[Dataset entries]

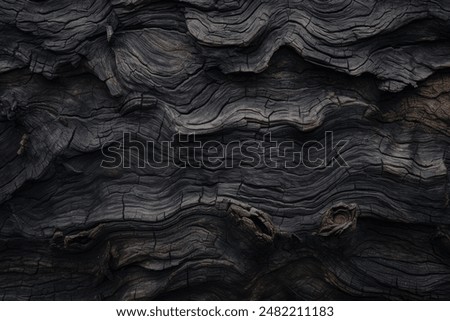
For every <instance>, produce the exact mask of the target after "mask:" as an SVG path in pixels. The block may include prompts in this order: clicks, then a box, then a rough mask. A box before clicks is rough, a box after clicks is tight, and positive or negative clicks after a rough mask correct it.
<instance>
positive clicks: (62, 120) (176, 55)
mask: <svg viewBox="0 0 450 321" xmlns="http://www.w3.org/2000/svg"><path fill="white" fill-rule="evenodd" d="M0 30H1V35H0V114H1V116H0V117H1V119H0V148H1V157H0V298H1V299H4V300H17V299H19V300H28V299H32V300H55V299H58V300H75V299H76V300H101V299H109V300H134V299H136V300H143V299H152V300H181V299H192V300H194V299H197V300H207V299H208V300H209V299H216V300H243V299H247V300H248V299H252V300H269V299H270V300H303V299H306V300H335V299H339V300H347V299H353V300H355V299H357V300H359V299H362V300H372V299H389V300H390V299H393V300H399V299H400V300H401V299H404V300H413V299H418V300H424V299H439V300H441V299H450V211H449V195H448V190H449V172H448V168H449V166H450V152H449V140H450V127H449V125H450V1H448V0H434V1H423V0H383V1H381V0H367V1H356V0H333V1H326V0H245V1H244V0H178V1H177V0H167V1H165V0H164V1H152V0H80V1H73V0H42V1H38V0H35V1H32V0H0ZM327 131H328V132H332V133H333V135H334V140H335V141H336V142H337V141H339V140H342V141H344V140H345V141H347V142H348V143H347V144H346V145H345V146H344V147H343V149H342V150H341V156H342V157H343V159H345V160H346V162H347V163H348V166H347V167H342V166H341V167H340V166H325V167H321V168H316V169H311V168H308V167H305V166H298V167H295V168H287V167H275V168H274V167H271V166H255V167H246V166H232V167H231V168H217V169H211V168H204V167H202V166H200V167H199V168H197V167H195V166H187V167H186V168H180V167H178V166H169V167H167V168H163V169H161V168H153V167H149V166H147V167H145V168H140V167H139V166H137V165H136V164H133V165H132V166H130V167H129V168H127V167H126V166H125V167H124V166H122V167H117V168H105V167H102V166H100V165H101V162H102V160H103V159H104V156H103V154H102V146H104V145H108V144H109V143H110V142H114V141H120V140H121V139H122V137H123V133H124V132H130V133H134V139H136V140H140V141H155V142H163V141H169V140H171V139H172V137H173V135H174V134H177V133H182V134H186V135H188V134H194V133H195V135H196V138H198V139H200V140H201V141H217V142H220V143H224V144H225V143H227V142H232V141H244V140H251V139H259V140H262V139H263V137H264V135H265V134H267V133H269V132H270V133H271V135H272V138H273V139H274V140H276V141H286V140H289V141H293V142H296V144H297V143H298V144H299V145H300V144H302V143H303V142H306V141H314V140H315V141H319V142H322V143H323V144H325V142H324V137H325V136H324V133H325V132H327ZM227 156H228V157H232V155H227ZM238 160H239V155H238V156H237V159H236V161H238ZM233 161H234V160H233Z"/></svg>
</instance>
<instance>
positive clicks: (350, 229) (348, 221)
mask: <svg viewBox="0 0 450 321" xmlns="http://www.w3.org/2000/svg"><path fill="white" fill-rule="evenodd" d="M357 216H358V206H357V205H356V204H355V203H351V204H346V203H342V202H340V203H339V204H337V205H334V206H332V207H331V208H329V209H328V210H327V211H326V212H325V215H324V217H323V219H322V224H321V226H320V229H319V231H318V232H317V233H316V234H317V235H320V236H332V235H336V236H339V235H341V234H342V233H343V232H344V231H352V230H354V229H355V228H356V219H357Z"/></svg>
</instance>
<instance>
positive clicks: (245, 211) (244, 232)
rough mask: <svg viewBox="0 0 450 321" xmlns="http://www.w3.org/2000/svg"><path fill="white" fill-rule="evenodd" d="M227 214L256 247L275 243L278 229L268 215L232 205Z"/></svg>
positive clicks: (249, 209)
mask: <svg viewBox="0 0 450 321" xmlns="http://www.w3.org/2000/svg"><path fill="white" fill-rule="evenodd" d="M227 212H228V213H229V214H230V216H231V219H232V220H233V223H234V224H235V225H236V226H237V227H238V228H239V230H240V231H241V232H243V233H245V234H247V235H249V236H250V237H251V238H252V240H253V241H254V242H255V245H259V246H269V245H271V244H272V243H273V239H274V237H275V234H276V229H275V227H274V225H273V223H272V220H271V219H270V217H269V215H268V214H267V213H265V212H263V211H260V210H258V209H256V208H254V207H251V206H250V205H243V204H230V206H229V207H228V211H227Z"/></svg>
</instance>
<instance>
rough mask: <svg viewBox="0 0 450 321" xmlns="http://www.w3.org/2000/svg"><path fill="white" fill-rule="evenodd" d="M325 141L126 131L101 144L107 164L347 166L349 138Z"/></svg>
mask: <svg viewBox="0 0 450 321" xmlns="http://www.w3.org/2000/svg"><path fill="white" fill-rule="evenodd" d="M322 141H323V142H320V141H318V140H308V141H305V142H303V143H299V142H298V141H293V140H280V138H278V139H273V138H272V134H271V133H270V132H269V133H267V134H265V135H264V136H263V137H262V139H260V140H257V139H249V140H233V141H230V142H226V143H223V142H219V141H217V140H201V139H198V138H197V136H196V135H195V134H189V135H185V134H175V135H174V136H173V137H172V139H171V140H168V141H148V140H144V139H142V138H140V137H138V135H136V134H133V133H129V132H124V133H123V136H122V139H121V140H120V141H112V142H108V143H105V144H104V145H103V146H102V153H103V160H102V163H101V166H102V167H104V168H110V169H112V168H118V167H122V168H132V167H137V168H147V167H150V168H168V167H171V166H176V167H179V168H188V167H189V168H205V169H219V168H235V167H241V168H249V167H253V168H259V167H268V168H287V169H289V168H296V167H299V166H304V167H306V168H311V169H317V168H324V167H334V166H337V167H348V164H347V162H346V161H345V160H344V158H343V156H342V150H343V149H344V147H345V146H346V145H347V143H348V141H346V140H339V141H337V142H335V141H334V137H333V132H331V131H327V132H325V133H324V139H323V140H322Z"/></svg>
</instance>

What is needed. Reproduce the lines as a numbered list, starting at the beginning of the dataset entries and ending with the line that contains "positive clicks: (62, 120) (176, 55)", including both ends and omitting blank lines. Exclude the pictures from the list.

Solution for this problem.
1. For every <instance>, produce the exact mask of the target after "mask:" as an SVG path in pixels. The block may include prompts in this order: clicks, then a box, then a rough mask. A box before clicks is rough, a box after clicks is tight, and positive or negative clicks after a rough mask correct it.
2. <instance>
3. positive clicks: (62, 120) (176, 55)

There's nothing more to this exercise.